**TASK BRIEF**
Reproduce every one of the records below word for word, omitting the pictures.

══ GIVEN RECORDS ══

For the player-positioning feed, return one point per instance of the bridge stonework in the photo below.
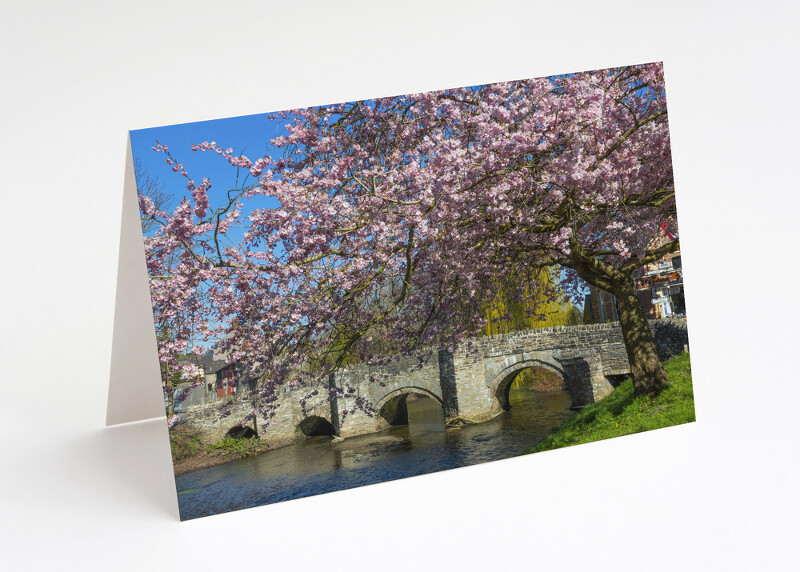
(470, 383)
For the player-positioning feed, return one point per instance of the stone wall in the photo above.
(470, 383)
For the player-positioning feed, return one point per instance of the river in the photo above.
(319, 465)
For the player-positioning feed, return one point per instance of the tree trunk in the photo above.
(646, 370)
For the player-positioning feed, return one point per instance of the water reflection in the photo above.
(318, 465)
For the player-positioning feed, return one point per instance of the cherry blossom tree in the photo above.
(399, 217)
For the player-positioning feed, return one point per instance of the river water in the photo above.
(319, 465)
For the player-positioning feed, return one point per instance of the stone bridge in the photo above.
(470, 383)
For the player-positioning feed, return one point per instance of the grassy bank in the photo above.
(622, 414)
(189, 454)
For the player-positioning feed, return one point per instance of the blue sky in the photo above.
(248, 135)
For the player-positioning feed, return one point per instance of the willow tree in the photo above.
(401, 215)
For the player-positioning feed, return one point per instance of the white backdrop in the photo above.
(716, 494)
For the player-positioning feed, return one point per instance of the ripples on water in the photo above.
(318, 465)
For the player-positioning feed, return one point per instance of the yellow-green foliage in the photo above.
(507, 314)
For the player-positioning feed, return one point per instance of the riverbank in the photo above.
(622, 414)
(189, 454)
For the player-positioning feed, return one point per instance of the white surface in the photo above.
(720, 494)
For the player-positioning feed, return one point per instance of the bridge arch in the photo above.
(500, 385)
(392, 409)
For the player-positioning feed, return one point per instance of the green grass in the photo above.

═══

**TASK SOLUTION**
For the player-positioning feed, return one point per instance of the bridge stonework in the photo below.
(470, 383)
For the player-positioning feed, return one point per instance of the stone wall in the photo above.
(470, 383)
For the player-positioning feed, return one point per instance of the river in the photo above.
(319, 465)
For the player-positioning feed, return one point per instance of the tree trunk in the photo above.
(646, 370)
For the player-positioning feed, return one point per instance of the water reflection in the photo above.
(318, 465)
For the player-positioning feed, return one point per instance of the cherry blossom tree in the photo above.
(399, 217)
For the player-positioning feed, return one point per instance of the river water in the photo above.
(319, 465)
For the player-positioning feed, return one point per instance of the stone bridge in the photo above.
(470, 383)
For the player-positioning feed, return one point per instance of the grassy bank in the photo above.
(622, 414)
(189, 454)
For the player-positioning feed, return one point per instance of the blue sky in the photo above.
(248, 135)
For the player-positioning feed, return one point per instance of the willow tree in the photo above.
(401, 215)
For the player-positioning feed, return one point per instance of the white backdrop in the photo above.
(716, 494)
For the player-positioning feed, return one point per instance of the ripples on water in the photo above.
(318, 465)
For the player-positioning feed, return one point per instance of the yellow-green foliage in the photo above.
(507, 314)
For the player-positioning feed, return one point per instance of the riverbank in the photo above.
(622, 414)
(189, 454)
For the player-positioning feed, return one point per instance of the white surface in the photo above.
(720, 494)
For the player-positioning feed, return one point per instance of the bridge arch in the photo above.
(500, 385)
(392, 409)
For the player-positioning feed, return one point per instance of the green grass in the photo above.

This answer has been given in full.